- _Natural language region descriptions_
● ● ●
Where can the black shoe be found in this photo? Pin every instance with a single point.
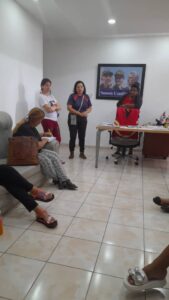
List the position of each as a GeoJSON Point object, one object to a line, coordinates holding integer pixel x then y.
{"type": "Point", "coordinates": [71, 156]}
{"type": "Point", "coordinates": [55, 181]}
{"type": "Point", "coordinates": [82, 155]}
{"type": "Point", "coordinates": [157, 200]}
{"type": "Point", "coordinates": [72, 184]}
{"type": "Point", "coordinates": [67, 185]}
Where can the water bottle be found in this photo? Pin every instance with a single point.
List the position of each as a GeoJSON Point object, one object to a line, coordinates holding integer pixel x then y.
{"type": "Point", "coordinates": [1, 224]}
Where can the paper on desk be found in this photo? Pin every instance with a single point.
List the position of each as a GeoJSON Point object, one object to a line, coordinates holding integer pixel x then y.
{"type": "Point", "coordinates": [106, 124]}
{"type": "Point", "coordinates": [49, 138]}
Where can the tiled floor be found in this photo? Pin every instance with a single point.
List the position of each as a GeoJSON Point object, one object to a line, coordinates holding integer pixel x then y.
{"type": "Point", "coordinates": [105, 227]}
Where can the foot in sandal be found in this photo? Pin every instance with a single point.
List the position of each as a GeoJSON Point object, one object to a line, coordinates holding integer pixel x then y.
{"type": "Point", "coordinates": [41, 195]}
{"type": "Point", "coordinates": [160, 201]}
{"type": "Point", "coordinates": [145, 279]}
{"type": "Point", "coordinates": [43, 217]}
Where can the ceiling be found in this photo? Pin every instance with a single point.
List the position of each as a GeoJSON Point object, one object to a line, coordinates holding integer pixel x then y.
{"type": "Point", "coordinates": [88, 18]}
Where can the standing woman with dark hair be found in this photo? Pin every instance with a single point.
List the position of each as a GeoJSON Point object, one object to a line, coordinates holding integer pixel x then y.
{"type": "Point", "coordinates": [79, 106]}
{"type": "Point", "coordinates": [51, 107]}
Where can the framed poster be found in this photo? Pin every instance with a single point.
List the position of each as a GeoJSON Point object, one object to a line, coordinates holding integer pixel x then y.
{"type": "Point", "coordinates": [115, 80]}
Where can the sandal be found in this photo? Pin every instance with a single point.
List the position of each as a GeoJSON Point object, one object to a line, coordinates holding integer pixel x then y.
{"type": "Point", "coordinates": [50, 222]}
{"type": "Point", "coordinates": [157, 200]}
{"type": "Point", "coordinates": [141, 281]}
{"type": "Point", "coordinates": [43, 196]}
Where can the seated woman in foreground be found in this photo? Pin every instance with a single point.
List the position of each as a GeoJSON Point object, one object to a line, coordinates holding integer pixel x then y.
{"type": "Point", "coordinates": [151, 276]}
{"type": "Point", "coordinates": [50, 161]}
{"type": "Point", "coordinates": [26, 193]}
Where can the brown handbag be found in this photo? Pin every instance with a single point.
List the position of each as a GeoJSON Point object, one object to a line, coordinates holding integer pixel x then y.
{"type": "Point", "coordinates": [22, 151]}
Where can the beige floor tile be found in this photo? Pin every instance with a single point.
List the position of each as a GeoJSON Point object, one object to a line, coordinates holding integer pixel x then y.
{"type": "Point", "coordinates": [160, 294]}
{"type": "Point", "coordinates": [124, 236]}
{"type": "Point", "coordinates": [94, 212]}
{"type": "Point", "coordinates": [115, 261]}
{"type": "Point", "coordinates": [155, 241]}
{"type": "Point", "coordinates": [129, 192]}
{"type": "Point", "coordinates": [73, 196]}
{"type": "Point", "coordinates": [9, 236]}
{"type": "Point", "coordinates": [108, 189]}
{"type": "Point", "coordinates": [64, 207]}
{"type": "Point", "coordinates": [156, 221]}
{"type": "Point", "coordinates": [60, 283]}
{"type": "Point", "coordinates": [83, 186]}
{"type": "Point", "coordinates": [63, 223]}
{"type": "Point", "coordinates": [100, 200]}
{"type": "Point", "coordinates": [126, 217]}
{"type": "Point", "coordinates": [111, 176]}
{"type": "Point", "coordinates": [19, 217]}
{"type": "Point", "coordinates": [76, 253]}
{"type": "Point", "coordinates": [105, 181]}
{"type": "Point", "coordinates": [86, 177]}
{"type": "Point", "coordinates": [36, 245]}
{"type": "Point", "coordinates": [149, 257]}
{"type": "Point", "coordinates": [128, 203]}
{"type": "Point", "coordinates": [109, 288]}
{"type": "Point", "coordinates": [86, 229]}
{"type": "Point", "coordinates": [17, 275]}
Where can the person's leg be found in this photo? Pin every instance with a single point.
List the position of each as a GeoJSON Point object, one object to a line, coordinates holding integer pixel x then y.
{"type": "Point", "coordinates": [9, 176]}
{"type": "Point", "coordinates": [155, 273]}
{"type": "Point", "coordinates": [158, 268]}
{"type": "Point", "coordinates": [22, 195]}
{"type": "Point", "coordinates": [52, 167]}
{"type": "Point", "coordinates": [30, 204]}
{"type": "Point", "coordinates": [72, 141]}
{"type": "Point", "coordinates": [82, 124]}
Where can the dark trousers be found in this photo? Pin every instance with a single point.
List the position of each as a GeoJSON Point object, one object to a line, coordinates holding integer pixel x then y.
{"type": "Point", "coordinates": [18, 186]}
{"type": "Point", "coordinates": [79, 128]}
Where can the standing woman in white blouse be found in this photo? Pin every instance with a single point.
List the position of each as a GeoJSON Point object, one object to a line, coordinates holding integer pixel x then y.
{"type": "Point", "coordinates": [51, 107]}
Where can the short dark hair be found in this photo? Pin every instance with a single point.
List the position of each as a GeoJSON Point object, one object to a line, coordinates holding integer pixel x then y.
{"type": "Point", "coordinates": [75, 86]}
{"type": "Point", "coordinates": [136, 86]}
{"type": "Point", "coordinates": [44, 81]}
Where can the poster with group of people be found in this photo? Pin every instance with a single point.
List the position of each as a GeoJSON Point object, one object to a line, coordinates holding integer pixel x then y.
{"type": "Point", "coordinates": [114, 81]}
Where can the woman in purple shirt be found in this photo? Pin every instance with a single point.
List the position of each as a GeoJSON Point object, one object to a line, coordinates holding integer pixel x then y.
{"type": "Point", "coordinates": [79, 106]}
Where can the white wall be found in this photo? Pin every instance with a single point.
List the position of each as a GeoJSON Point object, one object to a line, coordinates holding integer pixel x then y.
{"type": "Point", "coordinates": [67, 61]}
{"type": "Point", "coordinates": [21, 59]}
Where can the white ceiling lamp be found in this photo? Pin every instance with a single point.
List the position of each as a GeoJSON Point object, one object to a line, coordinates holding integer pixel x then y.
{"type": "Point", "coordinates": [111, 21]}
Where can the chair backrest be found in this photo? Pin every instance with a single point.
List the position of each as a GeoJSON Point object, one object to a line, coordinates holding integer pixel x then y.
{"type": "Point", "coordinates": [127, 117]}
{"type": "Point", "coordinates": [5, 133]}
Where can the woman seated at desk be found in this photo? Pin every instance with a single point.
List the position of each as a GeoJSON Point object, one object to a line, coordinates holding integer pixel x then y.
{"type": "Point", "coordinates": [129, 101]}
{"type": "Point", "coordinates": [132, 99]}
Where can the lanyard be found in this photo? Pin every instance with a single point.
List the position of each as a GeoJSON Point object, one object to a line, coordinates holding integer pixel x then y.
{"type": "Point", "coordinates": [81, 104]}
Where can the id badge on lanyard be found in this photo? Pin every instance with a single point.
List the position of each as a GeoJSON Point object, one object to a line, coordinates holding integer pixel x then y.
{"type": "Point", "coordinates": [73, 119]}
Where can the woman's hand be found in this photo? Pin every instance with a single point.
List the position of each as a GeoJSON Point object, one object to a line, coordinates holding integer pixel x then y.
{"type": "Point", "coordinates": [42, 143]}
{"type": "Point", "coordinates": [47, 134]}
● ● ●
- _Your goal_
Leaving aside the images, write out every entry above exactly.

- _Solution to this problem_
Where can the black shoe be found in this photo? Pin every instance with a single point.
List the position of each as a GeoJSON Point object, one object to a line, coordinates holding integer pixel x then y.
{"type": "Point", "coordinates": [71, 156]}
{"type": "Point", "coordinates": [55, 181]}
{"type": "Point", "coordinates": [82, 155]}
{"type": "Point", "coordinates": [157, 200]}
{"type": "Point", "coordinates": [72, 184]}
{"type": "Point", "coordinates": [67, 185]}
Where can the water bottle be found in this photo? Pin every instance with a single point.
List the position of each as a GeoJSON Point object, one object to a line, coordinates holding integer pixel x then y.
{"type": "Point", "coordinates": [1, 224]}
Where can the paper on desk be found in this photo? Pin every instance with a single point.
List the position of each as a GeoJSON Point object, one object to a line, coordinates holding integer pixel x then y.
{"type": "Point", "coordinates": [106, 124]}
{"type": "Point", "coordinates": [49, 138]}
Where can the tiled floor be found in this photo? Pin every instance with a single point.
List the position of each as a GeoJSON Point object, one object to a line, coordinates holding integer pixel x then y.
{"type": "Point", "coordinates": [105, 227]}
Where can the foot in sandal be found in this photo? Pin every instance with a single point.
List the position of each as a GeoJSON Point object, one object to a line, coordinates holding integer pixel x then y.
{"type": "Point", "coordinates": [41, 195]}
{"type": "Point", "coordinates": [160, 201]}
{"type": "Point", "coordinates": [145, 279]}
{"type": "Point", "coordinates": [43, 217]}
Where can the ceiling be found in this photo? Pin every instance with a single point.
List the position of each as a GeoJSON Point object, one object to a line, coordinates holding integer pixel x then y.
{"type": "Point", "coordinates": [88, 18]}
Where can the standing woman with dark hair be found in this photo? Pin every instance with a single point.
List the position of each as a GeoJSON Point object, one object to a line, coordinates holding integer pixel x then y.
{"type": "Point", "coordinates": [79, 106]}
{"type": "Point", "coordinates": [51, 107]}
Where can the framed poster be found in this photo? Pin every instance with a single point.
List the position of each as a GeoJSON Point object, one object to a line, coordinates holding integer pixel x then y.
{"type": "Point", "coordinates": [115, 80]}
Where can the sandal be found in this photo? Pin every instance with a single point.
List the position of each as a GeoJSON Point object, one object to a line, coordinates holding integer pixel x then y.
{"type": "Point", "coordinates": [50, 222]}
{"type": "Point", "coordinates": [157, 200]}
{"type": "Point", "coordinates": [141, 281]}
{"type": "Point", "coordinates": [43, 196]}
Where can the seated woman in foreground be found in this photo? Pin every instance with a single point.
List the position of each as a GeoJSON Point object, one object to a line, coordinates holding integer pixel x then y.
{"type": "Point", "coordinates": [151, 276]}
{"type": "Point", "coordinates": [50, 161]}
{"type": "Point", "coordinates": [26, 193]}
Where can the brown handbag be found in this photo? Pin every instance with a single point.
List the position of each as a GeoJSON Point object, one object to a line, coordinates holding integer pixel x then y.
{"type": "Point", "coordinates": [22, 151]}
Where can the beige floor tile be found in this photo? Pin every instance with a single point.
List the position of each as a GeoJSON Point object, one object to a line, coordinates holding integer pixel x then y.
{"type": "Point", "coordinates": [160, 294]}
{"type": "Point", "coordinates": [124, 236]}
{"type": "Point", "coordinates": [94, 212]}
{"type": "Point", "coordinates": [115, 261]}
{"type": "Point", "coordinates": [155, 241]}
{"type": "Point", "coordinates": [129, 192]}
{"type": "Point", "coordinates": [73, 196]}
{"type": "Point", "coordinates": [9, 236]}
{"type": "Point", "coordinates": [108, 189]}
{"type": "Point", "coordinates": [64, 207]}
{"type": "Point", "coordinates": [156, 221]}
{"type": "Point", "coordinates": [60, 283]}
{"type": "Point", "coordinates": [83, 186]}
{"type": "Point", "coordinates": [63, 223]}
{"type": "Point", "coordinates": [100, 200]}
{"type": "Point", "coordinates": [126, 217]}
{"type": "Point", "coordinates": [111, 176]}
{"type": "Point", "coordinates": [19, 217]}
{"type": "Point", "coordinates": [76, 253]}
{"type": "Point", "coordinates": [105, 181]}
{"type": "Point", "coordinates": [86, 177]}
{"type": "Point", "coordinates": [36, 245]}
{"type": "Point", "coordinates": [149, 257]}
{"type": "Point", "coordinates": [128, 203]}
{"type": "Point", "coordinates": [109, 288]}
{"type": "Point", "coordinates": [86, 229]}
{"type": "Point", "coordinates": [17, 275]}
Where can the person's leg be found in this photo? Pin every instance with a single point.
List the position of each as a GeoJSON Point object, one object to a line, coordinates holding integer pixel x then y.
{"type": "Point", "coordinates": [9, 176]}
{"type": "Point", "coordinates": [155, 273]}
{"type": "Point", "coordinates": [158, 268]}
{"type": "Point", "coordinates": [22, 195]}
{"type": "Point", "coordinates": [52, 167]}
{"type": "Point", "coordinates": [30, 204]}
{"type": "Point", "coordinates": [72, 141]}
{"type": "Point", "coordinates": [82, 124]}
Where can the dark trousers be found in this photo? Pin every instance with a single point.
List the position of each as a GeoJSON Point object, one object to a line, coordinates holding integer pixel x then y.
{"type": "Point", "coordinates": [18, 186]}
{"type": "Point", "coordinates": [79, 128]}
Where can the standing woman in white blouse be found in this photo? Pin every instance with a single point.
List the position of each as a GeoJSON Point object, one object to a line, coordinates holding integer pixel x then y.
{"type": "Point", "coordinates": [51, 107]}
Where can the short dark hair be found in this photo? Pin every instance with a single point.
List the position of each as a GeoJSON Point object, one object to a line, coordinates holding integer pixel x then y.
{"type": "Point", "coordinates": [75, 86]}
{"type": "Point", "coordinates": [136, 86]}
{"type": "Point", "coordinates": [44, 81]}
Where can the poster with group of people be found in this photo? Pin every instance with a single point.
List the position of each as a GeoJSON Point object, one object to a line, coordinates holding integer pixel x then y.
{"type": "Point", "coordinates": [114, 81]}
Where can the woman in purple shirt be found in this photo? Pin every instance with a single point.
List the position of each as a GeoJSON Point object, one object to a line, coordinates holding integer pixel x then y.
{"type": "Point", "coordinates": [79, 106]}
Where can the white wall be found in this photo? Pin every instance with a single point.
List the position of each as a GeoJSON Point object, one object to a line, coordinates holding integer pixel x then y.
{"type": "Point", "coordinates": [67, 61]}
{"type": "Point", "coordinates": [21, 59]}
Where can the white ceiling lamp be found in this photo? Pin every instance with a single point.
List the position of each as a GeoJSON Point object, one object to a line, coordinates holding integer pixel x then y.
{"type": "Point", "coordinates": [111, 21]}
Where can the chair backrest be found in this photo? Pin every instance with a single point.
List the position of each as a GeoJSON Point object, one object to a line, coordinates holding integer pixel x then y.
{"type": "Point", "coordinates": [127, 117]}
{"type": "Point", "coordinates": [5, 133]}
Where can the woman seated at desk be found in this photo? Pin every instance with a single point.
List the position of each as a GeoJSON Point object, one object to a line, coordinates holding integer pixel x then y.
{"type": "Point", "coordinates": [129, 101]}
{"type": "Point", "coordinates": [132, 99]}
Where can the lanyard be found in this photo? Pin every instance with a single point.
List the position of each as a GeoJSON Point object, one object to a line, coordinates holding integer pixel x then y.
{"type": "Point", "coordinates": [81, 104]}
Where can the id badge on lanyard be found in this photo? Pin every instance with a single point.
List the position of each as a GeoJSON Point object, one object to a line, coordinates holding integer pixel x then y.
{"type": "Point", "coordinates": [73, 119]}
Where can the woman's hand be found in this photo? Pin every instance with a single point.
List the position of each as a GeoJSON Point object, one object to a line, coordinates holding integer pixel x then y.
{"type": "Point", "coordinates": [42, 143]}
{"type": "Point", "coordinates": [47, 134]}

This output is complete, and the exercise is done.